— Selected passage —
▬▬▬▬▬▬
The Victorian Government's $360 million whole-of-health IT modernisation was scuttled by a complex three-way delivery arrangement that devolved project responsibility, according to a pair of former iSOFT executives.
Appearing before the Victorian Parliament’s Public Accounts and Estimates Committee back in August, James Rice and Gary White — both now with CSC, after its buyout of iSOFT last year —revealed their thoughts on Victoria's HealthSMART initiative.
The official transcript of their appearance before the committee was released last week. (pdf)
iSOFT landed a contract to supply its i.Patient Manager (iPM) software to the HealthSMART initiative in 2005, delivering the software to 10 "lead agencies" that consisted of a mix of hospitals, health alliances and area health services.
Via CSC, iSOFT won a contract extension that went largely unfulfilled. HealthSMART was then abandoned in May this year.
iPM was but one of the IT pieces that went into the statewide HealthSMART solution.
White, who is now Asia Pacific operations director at CSC, attributed HealthSMART's problems to "the way the contract was set up".
Rather than "normal" arrangements where iSOFT would either act as prime contractor or as a sub-contractor to the prime, iSOFT had responsibilities to the overseeing HealthSMART organisation and then to the health alliances, hospitals and area health services that ended up with iPM software.
"I think one of the overall issues with HealthSMART as a program is that no one organisation was given the accountability to deliver the whole program," said James Rice, who is now CSC's healthcare group managing director.
▬▬▬▬▬▬
— Stored data —

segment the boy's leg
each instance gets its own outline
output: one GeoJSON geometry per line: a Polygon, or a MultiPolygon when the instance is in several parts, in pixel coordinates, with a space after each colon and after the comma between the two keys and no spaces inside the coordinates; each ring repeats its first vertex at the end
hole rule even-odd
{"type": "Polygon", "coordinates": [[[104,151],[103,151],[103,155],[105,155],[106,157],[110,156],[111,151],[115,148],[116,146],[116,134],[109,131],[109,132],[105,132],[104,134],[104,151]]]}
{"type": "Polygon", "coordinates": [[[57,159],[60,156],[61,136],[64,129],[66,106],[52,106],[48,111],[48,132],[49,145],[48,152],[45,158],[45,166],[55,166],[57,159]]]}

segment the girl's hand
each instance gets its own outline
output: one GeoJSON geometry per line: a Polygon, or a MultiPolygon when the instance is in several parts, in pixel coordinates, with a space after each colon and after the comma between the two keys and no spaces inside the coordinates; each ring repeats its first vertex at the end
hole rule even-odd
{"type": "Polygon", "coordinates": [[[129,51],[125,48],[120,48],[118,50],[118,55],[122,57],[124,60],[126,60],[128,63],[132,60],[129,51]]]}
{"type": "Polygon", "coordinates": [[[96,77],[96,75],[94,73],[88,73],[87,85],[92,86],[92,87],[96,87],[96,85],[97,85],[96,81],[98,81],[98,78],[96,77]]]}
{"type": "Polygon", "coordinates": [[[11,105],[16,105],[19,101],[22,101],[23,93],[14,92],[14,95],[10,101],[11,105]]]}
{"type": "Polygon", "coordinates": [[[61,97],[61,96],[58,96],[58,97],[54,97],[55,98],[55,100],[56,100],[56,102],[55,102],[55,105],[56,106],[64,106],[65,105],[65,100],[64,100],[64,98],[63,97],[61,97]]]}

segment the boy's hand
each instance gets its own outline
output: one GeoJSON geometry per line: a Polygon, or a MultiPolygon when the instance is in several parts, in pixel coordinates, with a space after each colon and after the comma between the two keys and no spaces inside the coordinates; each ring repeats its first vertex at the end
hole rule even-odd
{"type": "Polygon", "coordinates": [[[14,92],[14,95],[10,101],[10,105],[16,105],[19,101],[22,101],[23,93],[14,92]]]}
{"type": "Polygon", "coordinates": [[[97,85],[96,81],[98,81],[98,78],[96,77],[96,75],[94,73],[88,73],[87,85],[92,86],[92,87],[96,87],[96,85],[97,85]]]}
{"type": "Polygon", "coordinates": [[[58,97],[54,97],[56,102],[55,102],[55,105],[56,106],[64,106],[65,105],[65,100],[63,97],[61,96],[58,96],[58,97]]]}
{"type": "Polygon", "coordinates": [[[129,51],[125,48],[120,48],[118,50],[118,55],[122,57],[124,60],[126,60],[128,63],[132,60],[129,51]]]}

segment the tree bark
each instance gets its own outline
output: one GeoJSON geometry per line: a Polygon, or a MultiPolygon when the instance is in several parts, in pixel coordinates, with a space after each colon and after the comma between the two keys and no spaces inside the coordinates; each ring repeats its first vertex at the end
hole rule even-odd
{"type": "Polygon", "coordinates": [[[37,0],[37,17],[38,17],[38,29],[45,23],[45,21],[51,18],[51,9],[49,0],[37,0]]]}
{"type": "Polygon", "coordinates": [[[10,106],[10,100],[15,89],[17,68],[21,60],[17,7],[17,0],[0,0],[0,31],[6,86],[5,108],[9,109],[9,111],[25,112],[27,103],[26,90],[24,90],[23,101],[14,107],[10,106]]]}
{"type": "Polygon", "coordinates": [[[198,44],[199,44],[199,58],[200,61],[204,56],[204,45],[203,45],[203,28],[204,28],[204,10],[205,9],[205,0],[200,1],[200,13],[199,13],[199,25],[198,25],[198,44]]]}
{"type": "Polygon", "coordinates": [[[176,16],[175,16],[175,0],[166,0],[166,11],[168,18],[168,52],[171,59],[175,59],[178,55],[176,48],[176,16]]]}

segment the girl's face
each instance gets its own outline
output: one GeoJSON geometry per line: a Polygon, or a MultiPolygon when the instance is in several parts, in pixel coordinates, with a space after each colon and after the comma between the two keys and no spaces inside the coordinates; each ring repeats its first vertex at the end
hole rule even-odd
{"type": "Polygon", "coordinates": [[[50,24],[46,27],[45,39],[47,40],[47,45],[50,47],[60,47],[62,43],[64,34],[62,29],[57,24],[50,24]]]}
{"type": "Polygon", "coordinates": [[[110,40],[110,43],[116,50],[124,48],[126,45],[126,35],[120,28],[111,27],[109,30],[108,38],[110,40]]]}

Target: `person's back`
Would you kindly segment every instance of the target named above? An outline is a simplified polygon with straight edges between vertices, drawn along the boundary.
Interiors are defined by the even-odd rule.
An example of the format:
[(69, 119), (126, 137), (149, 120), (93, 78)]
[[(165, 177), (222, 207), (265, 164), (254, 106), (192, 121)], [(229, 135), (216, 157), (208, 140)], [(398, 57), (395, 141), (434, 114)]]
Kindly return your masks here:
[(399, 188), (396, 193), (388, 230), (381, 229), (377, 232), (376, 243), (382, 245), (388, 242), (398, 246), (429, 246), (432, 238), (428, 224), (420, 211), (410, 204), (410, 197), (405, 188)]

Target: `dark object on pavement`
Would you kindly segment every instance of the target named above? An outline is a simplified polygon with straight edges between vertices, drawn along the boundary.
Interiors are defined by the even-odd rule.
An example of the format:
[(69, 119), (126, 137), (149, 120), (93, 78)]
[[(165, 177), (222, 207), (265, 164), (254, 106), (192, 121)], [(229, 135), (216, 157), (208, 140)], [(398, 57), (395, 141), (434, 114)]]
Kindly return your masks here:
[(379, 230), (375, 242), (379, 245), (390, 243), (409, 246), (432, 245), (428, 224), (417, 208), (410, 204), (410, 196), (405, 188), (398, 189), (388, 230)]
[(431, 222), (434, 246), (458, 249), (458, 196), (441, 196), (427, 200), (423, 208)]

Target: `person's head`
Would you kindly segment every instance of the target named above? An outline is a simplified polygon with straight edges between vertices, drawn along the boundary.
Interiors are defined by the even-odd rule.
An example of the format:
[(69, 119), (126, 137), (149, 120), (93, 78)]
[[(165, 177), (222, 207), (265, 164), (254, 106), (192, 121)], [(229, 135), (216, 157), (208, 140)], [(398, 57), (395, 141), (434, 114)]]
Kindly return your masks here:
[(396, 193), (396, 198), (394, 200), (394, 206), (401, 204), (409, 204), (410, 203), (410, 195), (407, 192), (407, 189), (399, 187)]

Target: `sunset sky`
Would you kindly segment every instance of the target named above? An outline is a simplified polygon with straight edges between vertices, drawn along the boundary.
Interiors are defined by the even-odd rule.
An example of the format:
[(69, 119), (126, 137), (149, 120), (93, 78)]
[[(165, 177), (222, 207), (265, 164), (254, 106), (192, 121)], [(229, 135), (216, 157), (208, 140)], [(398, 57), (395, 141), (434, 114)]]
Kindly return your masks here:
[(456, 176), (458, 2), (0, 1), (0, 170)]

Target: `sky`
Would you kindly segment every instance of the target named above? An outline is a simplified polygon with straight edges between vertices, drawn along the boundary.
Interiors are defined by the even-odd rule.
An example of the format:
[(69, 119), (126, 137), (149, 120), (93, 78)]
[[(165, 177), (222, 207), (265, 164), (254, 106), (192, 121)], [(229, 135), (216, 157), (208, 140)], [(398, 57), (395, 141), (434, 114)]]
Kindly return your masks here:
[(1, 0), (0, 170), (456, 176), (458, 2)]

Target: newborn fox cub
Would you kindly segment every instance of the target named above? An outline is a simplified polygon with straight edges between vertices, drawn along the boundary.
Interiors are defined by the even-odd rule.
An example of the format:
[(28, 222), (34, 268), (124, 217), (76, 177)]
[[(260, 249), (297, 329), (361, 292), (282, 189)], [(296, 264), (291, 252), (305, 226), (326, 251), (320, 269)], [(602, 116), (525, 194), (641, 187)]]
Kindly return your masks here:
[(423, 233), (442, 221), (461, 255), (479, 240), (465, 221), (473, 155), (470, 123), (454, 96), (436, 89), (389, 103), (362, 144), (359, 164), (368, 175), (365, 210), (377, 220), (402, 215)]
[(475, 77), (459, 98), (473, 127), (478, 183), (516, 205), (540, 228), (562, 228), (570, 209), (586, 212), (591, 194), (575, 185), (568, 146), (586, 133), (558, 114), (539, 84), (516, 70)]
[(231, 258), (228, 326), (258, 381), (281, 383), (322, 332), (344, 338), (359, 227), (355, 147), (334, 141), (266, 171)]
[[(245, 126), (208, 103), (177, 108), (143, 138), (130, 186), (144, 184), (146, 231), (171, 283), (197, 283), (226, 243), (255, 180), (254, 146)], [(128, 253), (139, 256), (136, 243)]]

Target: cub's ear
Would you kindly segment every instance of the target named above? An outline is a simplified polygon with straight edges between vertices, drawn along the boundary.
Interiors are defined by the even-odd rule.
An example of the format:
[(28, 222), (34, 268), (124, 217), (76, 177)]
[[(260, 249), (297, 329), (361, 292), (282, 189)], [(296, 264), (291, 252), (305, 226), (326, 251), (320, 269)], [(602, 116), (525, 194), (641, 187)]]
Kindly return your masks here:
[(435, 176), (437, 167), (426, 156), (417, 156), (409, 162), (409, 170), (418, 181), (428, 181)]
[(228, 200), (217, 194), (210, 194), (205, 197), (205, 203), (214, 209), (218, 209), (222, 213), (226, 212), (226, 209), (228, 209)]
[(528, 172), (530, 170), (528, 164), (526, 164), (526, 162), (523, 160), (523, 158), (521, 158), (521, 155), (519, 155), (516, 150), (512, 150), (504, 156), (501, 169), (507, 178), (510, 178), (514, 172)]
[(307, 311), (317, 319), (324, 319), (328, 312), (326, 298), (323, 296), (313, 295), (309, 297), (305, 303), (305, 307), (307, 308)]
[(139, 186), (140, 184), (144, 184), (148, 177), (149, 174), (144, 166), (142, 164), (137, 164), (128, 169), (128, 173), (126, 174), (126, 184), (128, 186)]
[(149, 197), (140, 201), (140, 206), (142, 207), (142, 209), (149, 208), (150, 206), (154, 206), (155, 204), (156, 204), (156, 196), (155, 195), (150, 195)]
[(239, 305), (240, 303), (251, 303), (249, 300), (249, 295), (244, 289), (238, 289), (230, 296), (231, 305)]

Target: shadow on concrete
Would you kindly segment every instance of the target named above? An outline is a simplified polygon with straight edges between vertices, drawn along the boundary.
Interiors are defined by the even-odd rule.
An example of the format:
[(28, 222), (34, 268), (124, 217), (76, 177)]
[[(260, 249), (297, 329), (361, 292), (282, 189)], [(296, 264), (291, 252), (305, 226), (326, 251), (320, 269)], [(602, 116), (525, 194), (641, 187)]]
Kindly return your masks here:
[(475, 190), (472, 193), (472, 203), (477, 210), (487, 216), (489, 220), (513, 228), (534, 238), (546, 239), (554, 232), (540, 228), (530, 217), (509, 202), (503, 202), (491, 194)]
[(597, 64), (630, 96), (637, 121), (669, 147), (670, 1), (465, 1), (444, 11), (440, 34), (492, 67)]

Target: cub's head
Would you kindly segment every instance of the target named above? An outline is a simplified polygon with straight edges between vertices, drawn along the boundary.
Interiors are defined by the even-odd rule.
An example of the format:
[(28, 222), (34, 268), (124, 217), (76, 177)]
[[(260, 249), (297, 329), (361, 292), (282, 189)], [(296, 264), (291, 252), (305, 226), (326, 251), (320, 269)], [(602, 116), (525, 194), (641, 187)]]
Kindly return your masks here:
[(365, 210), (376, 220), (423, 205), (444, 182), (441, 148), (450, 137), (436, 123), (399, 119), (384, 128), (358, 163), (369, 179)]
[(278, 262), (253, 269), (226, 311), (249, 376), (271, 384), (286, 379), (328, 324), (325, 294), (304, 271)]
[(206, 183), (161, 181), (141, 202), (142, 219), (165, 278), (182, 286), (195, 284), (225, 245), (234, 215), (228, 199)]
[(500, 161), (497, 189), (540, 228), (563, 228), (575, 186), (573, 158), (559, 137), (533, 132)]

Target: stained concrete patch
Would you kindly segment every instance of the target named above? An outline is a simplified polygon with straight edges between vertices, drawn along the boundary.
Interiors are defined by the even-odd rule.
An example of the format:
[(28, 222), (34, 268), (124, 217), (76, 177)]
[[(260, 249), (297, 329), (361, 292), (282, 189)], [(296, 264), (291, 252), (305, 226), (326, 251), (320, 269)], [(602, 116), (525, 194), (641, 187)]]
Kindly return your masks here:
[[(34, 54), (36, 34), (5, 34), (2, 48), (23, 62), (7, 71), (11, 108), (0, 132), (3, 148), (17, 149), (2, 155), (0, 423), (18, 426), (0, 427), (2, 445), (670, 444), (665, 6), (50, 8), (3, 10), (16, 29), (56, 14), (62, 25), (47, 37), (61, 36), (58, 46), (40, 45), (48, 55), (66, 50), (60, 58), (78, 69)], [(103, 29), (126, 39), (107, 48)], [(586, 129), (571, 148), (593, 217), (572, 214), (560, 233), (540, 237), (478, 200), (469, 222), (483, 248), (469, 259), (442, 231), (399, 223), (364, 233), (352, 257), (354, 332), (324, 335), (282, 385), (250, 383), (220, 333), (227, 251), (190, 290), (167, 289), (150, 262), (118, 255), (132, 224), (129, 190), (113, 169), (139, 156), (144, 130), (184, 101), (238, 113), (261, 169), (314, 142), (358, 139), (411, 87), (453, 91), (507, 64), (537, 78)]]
▬▬▬▬▬▬
— Exercise set —
1 – Rewrite the paragraph of the HealthSMART article that begins "Rather than" as a short bulleted list that keeps its main facts.
2 – Proceed with the HealthSMART article, picking up right after its final sentence.
These records come from a separate source.

— Activity answers —
1 –
- A normal arrangement would have had iSOFT act either as prime contractor or as a sub-contractor to the prime.
- Under HealthSMART, iSOFT instead had responsibilities to the overseeing HealthSMART body.
- It also had responsibilities to the health alliances, hospitals and area health services that ended up with iPM software.

2 –
However the quality of the staff and their capabilities were not an issue, the executives said.
Other alleged shortcomings revealed by White and Rice were that:
- HealthSMART allowed the iPM software to fall behind by up to three releases, depriving lead agencies of much needed product enhancements.
- Rolling out a common IT platform statewide was undermined by hospitals and agencies that insisted on separate customisations of the products before acceptance.
- HealthSMART did not have the authority to drive resistant health services and hospitals to adopt the statewide system.
- The functional specifications for the overall project were changed after software was already being customised.
- The group approving functional specifications was not representative of all potential users and there was insufficient reviews to ensure the changes would satisfy users' needs in practice.
No love for probity
Shortcomings in the strict probity requirements of the original procurement also rated considerable discussion in the hearings.
“When dealing with the public sector, you end up doing a lot of enhancement work to satisfy all the people who have contributed to those requirements,” Rice said.
“It is very hard from a single sentence and a tick box where we say we complied to then deliver the software and have them say, ‘That was not actually what we meant’.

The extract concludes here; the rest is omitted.